[WHAT YOU WILL DO] Restate each of the lines below word for word and drop every picture.

++++++

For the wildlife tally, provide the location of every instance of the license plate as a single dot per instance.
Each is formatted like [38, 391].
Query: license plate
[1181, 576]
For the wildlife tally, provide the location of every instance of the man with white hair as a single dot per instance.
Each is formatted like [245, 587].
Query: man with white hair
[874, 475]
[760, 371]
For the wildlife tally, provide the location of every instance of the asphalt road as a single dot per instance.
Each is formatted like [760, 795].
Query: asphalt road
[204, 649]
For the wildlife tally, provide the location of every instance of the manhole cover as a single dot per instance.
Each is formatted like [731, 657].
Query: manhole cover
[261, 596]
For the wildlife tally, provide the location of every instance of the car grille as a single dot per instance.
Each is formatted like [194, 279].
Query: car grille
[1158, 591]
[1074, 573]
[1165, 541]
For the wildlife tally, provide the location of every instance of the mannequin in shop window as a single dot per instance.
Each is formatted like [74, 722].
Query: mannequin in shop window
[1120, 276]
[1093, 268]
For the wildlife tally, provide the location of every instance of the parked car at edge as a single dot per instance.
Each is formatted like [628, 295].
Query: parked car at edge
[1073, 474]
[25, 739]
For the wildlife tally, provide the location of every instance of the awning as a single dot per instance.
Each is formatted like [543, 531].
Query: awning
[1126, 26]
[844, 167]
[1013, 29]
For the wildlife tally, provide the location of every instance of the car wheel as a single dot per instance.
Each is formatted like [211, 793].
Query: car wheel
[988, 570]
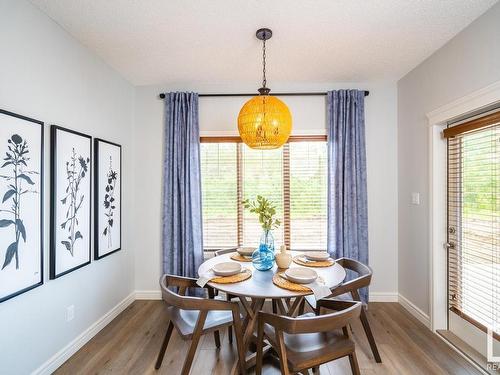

++++++

[WRITTEN REPLY]
For the wildlife tally, provide the location of every instance of the license plate as a single dot per instance.
Each is formatted like [38, 391].
Query: license plate
[1181, 576]
For the wildlife tally, provide the location of every instance of the man with white hair as a single dot per instance.
Each is formatted like [245, 587].
Query: man with white hair
[874, 475]
[760, 371]
For the wildlife tally, provide the location of every instance of the asphalt road as a single dot per instance.
Each is formatted like [760, 795].
Query: asphalt road
[204, 649]
For the wildlife tally, provide the location of every instance of the manhole cover as a single dot per instance.
Each is formatted like [731, 657].
Query: manhole cover
[261, 596]
For the wildlife tally, provide the location of every instance of the car grille as a single dot per instance.
Each is formatted like [194, 279].
Query: car grille
[1158, 591]
[1074, 573]
[1165, 541]
For the wildlife tally, provide the location of every instance of the mannequin in shop window as a single dot per instance.
Each is formatted like [74, 722].
Query: mannequin in shop window
[1120, 276]
[1093, 268]
For the wildlife tally, provide the location of every instance of the parked car at edge as a single dot per instance.
Each is formatted like [628, 295].
Query: parked car at edge
[1073, 474]
[25, 739]
For the wildlife tally, provide the location of every instance of the awning as a single dot per instance.
Each is formatted like [543, 531].
Query: awning
[1126, 26]
[844, 167]
[1013, 29]
For the wildlife tally, provide the location of every instance of the car wheel as a single dot per instance.
Each is formatted like [211, 793].
Query: car wheel
[988, 570]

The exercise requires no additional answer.